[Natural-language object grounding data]
:::

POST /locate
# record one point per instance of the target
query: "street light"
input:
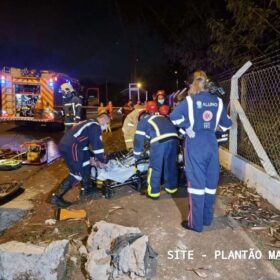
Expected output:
(177, 81)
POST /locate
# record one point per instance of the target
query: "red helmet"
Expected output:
(160, 93)
(164, 110)
(151, 107)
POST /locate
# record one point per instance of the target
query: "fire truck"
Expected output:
(30, 96)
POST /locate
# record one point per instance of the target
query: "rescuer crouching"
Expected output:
(75, 149)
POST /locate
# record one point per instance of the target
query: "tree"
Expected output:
(250, 28)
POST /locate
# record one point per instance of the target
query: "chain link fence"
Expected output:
(259, 95)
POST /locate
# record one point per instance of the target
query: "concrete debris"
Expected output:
(50, 222)
(118, 252)
(8, 216)
(98, 265)
(26, 261)
(248, 207)
(83, 250)
(104, 233)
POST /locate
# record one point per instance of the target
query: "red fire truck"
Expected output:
(28, 96)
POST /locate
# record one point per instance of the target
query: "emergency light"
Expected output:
(51, 82)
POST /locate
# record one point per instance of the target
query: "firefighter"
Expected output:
(164, 110)
(161, 98)
(74, 148)
(163, 138)
(72, 106)
(200, 115)
(130, 125)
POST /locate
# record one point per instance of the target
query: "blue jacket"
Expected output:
(153, 128)
(202, 111)
(82, 135)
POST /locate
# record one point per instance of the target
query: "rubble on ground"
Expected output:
(118, 252)
(27, 261)
(248, 207)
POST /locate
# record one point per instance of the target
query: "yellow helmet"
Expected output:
(67, 88)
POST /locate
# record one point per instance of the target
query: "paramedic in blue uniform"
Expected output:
(163, 138)
(72, 105)
(74, 148)
(201, 114)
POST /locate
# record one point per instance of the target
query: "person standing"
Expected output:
(163, 138)
(109, 108)
(74, 148)
(201, 114)
(72, 105)
(126, 109)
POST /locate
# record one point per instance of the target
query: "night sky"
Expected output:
(86, 39)
(114, 40)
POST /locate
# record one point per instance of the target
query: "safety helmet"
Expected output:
(160, 93)
(164, 110)
(151, 107)
(199, 74)
(142, 114)
(67, 88)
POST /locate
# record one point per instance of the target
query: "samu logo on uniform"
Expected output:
(207, 116)
(198, 104)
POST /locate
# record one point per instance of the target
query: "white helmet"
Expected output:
(67, 88)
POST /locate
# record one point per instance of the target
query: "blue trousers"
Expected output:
(77, 160)
(163, 159)
(202, 172)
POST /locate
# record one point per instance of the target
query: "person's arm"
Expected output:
(179, 116)
(139, 138)
(95, 140)
(78, 108)
(225, 122)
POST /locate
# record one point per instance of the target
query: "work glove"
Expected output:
(97, 163)
(190, 132)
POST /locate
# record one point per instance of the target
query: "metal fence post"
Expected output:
(234, 95)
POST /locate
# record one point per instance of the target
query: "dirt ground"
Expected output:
(160, 220)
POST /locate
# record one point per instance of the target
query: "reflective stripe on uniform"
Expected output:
(77, 177)
(224, 128)
(149, 185)
(190, 111)
(182, 131)
(78, 133)
(164, 136)
(140, 132)
(74, 110)
(219, 112)
(86, 163)
(196, 191)
(154, 125)
(210, 191)
(171, 190)
(100, 151)
(178, 121)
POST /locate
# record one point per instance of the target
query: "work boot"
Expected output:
(57, 197)
(88, 189)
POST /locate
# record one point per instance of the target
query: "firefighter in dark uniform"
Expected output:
(161, 98)
(74, 148)
(72, 106)
(201, 114)
(163, 138)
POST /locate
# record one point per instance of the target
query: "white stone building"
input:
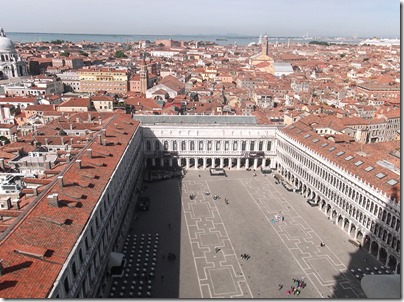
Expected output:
(11, 65)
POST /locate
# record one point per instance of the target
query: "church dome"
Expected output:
(5, 43)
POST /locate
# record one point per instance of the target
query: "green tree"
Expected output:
(120, 54)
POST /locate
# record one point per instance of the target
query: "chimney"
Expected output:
(53, 200)
(48, 165)
(60, 181)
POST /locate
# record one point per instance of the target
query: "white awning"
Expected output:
(115, 259)
(382, 286)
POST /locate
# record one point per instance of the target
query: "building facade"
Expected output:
(103, 79)
(11, 65)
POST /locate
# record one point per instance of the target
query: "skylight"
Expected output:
(392, 182)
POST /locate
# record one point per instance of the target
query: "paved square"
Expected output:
(222, 281)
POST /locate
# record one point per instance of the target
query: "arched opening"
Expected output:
(374, 248)
(359, 236)
(328, 209)
(340, 220)
(366, 243)
(352, 231)
(346, 224)
(391, 262)
(383, 256)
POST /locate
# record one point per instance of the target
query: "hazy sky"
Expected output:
(365, 18)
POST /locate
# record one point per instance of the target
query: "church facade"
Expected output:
(11, 65)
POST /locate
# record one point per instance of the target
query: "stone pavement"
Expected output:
(208, 236)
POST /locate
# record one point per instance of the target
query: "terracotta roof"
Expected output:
(42, 250)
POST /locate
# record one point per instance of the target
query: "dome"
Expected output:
(6, 44)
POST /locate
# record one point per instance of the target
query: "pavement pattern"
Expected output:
(208, 237)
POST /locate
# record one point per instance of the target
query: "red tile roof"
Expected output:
(32, 277)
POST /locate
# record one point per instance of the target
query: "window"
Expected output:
(269, 146)
(380, 175)
(66, 285)
(392, 182)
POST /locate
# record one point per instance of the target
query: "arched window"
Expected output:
(260, 145)
(252, 145)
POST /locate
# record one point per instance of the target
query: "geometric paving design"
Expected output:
(219, 273)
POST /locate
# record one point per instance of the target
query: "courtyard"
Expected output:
(208, 237)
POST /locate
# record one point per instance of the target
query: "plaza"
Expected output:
(208, 237)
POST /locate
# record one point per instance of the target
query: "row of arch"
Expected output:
(353, 212)
(208, 145)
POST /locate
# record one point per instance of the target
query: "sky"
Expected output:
(317, 18)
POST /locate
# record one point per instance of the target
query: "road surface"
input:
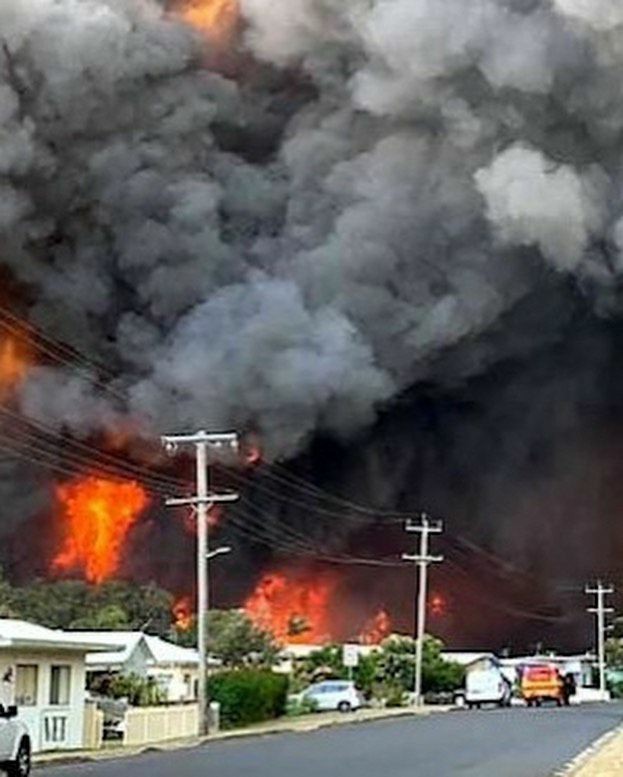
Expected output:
(488, 743)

:::

**REQUIRED ACTION:** A faithful copy of all the records is required, with the pictures left out.

**RESULT FOR THIS EXERCISE:**
POST /locate
# record one point per instance of the target
query: "street light"
input:
Expected output:
(177, 81)
POST /locate
# record one point per instance of the target
query: "red helmet"
Expected output:
(160, 93)
(164, 110)
(151, 107)
POST /locate
# record one point per instance of the target
query: "fire truck"
Expected output:
(30, 96)
POST /locate
# record one point per instance of the target
query: "rescuer crouching"
Expected output:
(75, 149)
POST /locate
# record one point per instance of the target
query: "tree"
Expected output:
(250, 28)
POST /locate
# record one point per instance of the target
query: "chain link fence"
Expected output:
(259, 95)
POST /locate
# record one point per instance of the target
query: "concrete debris"
Expected output:
(50, 222)
(118, 252)
(8, 216)
(98, 265)
(26, 261)
(248, 207)
(83, 250)
(104, 233)
POST /locate
# record one point per instance of the target
query: "red fire truck"
Expected output:
(28, 96)
POST /locate
# record one point per instance of the target
query: "emergency light"
Expected output:
(51, 82)
POST /locate
# record one point per instance of the target
query: "firefighter"
Expected output:
(164, 110)
(161, 98)
(74, 148)
(163, 138)
(72, 106)
(200, 115)
(130, 125)
POST /locate
# record one point per instance of the target
query: "blue jacket"
Expected output:
(153, 128)
(202, 111)
(82, 135)
POST /locate
# record one point per instance of the target
query: "rubble on ground"
Expected output:
(118, 252)
(27, 261)
(248, 207)
POST /locate
# record one point per instance of the target
query: "yellow helmet"
Expected output:
(67, 88)
POST /locate
# record one point per instance of the target
query: "paramedic in blue uniform"
Expected output:
(163, 138)
(72, 105)
(74, 148)
(201, 114)
POST /locate
# record one point per instance of the target
query: "person standing"
Expected output:
(163, 138)
(109, 108)
(74, 148)
(201, 114)
(72, 105)
(126, 109)
POST /locate
# record one point per instance of the target
query: "night sky"
Expected output:
(86, 39)
(114, 40)
POST /locate
# record one point per instance of the target
query: "safety helmet"
Expected output:
(160, 93)
(164, 110)
(151, 107)
(199, 74)
(142, 114)
(67, 88)
POST /locate
# record one point per instance of the target
query: "samu logo on uniform"
Expected output:
(207, 116)
(198, 104)
POST /locate
# record one point per instance of the target
query: "white helmet"
Expected output:
(67, 88)
POST /locate
# record one point per instance of the target
query: "blue trousers"
Expected output:
(77, 160)
(163, 159)
(202, 172)
POST /locate
# record one point per instance of the target
query: "person's arm"
Expected output:
(179, 116)
(139, 138)
(95, 140)
(78, 108)
(225, 122)
POST /locate
# record one point per instance of the target
query: "work glove"
Expected output:
(97, 163)
(190, 132)
POST /locate
# record one point per instance of the target
query: "metal fence post"
Expected output:
(234, 95)
POST /locate
# record one point per instance of the target
query: "dirt ground"
Expected output:
(160, 220)
POST /locate
# record one point per instance of the target
query: "reflective stripe on uniform"
Expected output:
(77, 177)
(224, 128)
(149, 185)
(190, 111)
(182, 131)
(78, 133)
(164, 136)
(140, 132)
(74, 110)
(219, 112)
(86, 163)
(196, 191)
(154, 125)
(210, 191)
(171, 190)
(100, 151)
(178, 121)
POST /locate
# record one point per instance of the target
query: "work boot"
Expected output:
(57, 197)
(88, 189)
POST /locate
# record one point per instance of the target
query: "firefighter in dark uniform"
Expected output:
(161, 98)
(74, 148)
(72, 106)
(201, 114)
(163, 138)
POST /locate
# record one point per instance of the target
query: "white stone building"
input:
Expected output:
(11, 65)
POST /locate
# record one point per instance of the target
query: "church dome"
Expected output:
(5, 43)
POST /locate
# record one point per instance of the target
query: "green tree"
Expected output:
(120, 54)
POST /locate
# record one point per instance of the target
query: "chimney"
Expected output:
(53, 200)
(48, 165)
(60, 181)
POST /locate
# record one point per instance of the target
query: "white awning"
Expected output:
(115, 259)
(382, 286)
POST /locate
# record one point per instance of the target
query: "building facade"
Expected output:
(103, 79)
(11, 65)
POST /locate
# record one point per instance of the target
query: "skylight"
Expected output:
(392, 182)
POST /locate
# record one point per instance of the target
query: "paved square"
Expected output:
(222, 281)
POST /locate
# record one point per instance of the target
query: "arched opening"
Expected output:
(374, 248)
(359, 236)
(328, 209)
(340, 220)
(366, 243)
(352, 231)
(346, 224)
(391, 262)
(383, 256)
POST /locate
# record one point per instance of the target
query: "hazy sky"
Expected output:
(365, 18)
POST /locate
# record one point per instance of the target
query: "church facade"
Expected output:
(11, 65)
POST /locate
# record one point per instance of the target
query: "stone pavement"
Expected output:
(208, 236)
POST /locate
# record one point per instance of the target
query: "terracotta roof"
Expected output:
(42, 250)
POST /locate
# record one point per instance of the target
query: "dome"
Expected output:
(6, 44)
POST /locate
# record one point per instance of the target
query: "pavement pattern"
Expected output:
(208, 237)
POST /locate
# record one point per instance of the target
query: "red tile roof"
Expected output:
(32, 277)
POST /locate
# record one point per instance of the target
query: "window"
Expected output:
(269, 146)
(380, 175)
(66, 285)
(392, 182)
POST /locate
# record one point per instance of the target
query: "arched window"
Expected output:
(260, 145)
(252, 145)
POST /locate
# record one point per instance of the target
query: "geometric paving design"
Expected output:
(219, 273)
POST /locate
# record one point per instance of the target
query: "courtyard"
Expected output:
(208, 237)
POST /locate
# record one point per instance of the target
query: "plaza"
Expected output:
(208, 237)
POST /locate
# record one point per instance of the target
query: "row of arch"
Expected output:
(353, 212)
(208, 145)
POST /locate
# record one point per instance of the target
query: "sky"
Expected output:
(317, 18)
POST /locate
# record one point per instance of the target
query: "road surface"
input:
Expected output:
(488, 743)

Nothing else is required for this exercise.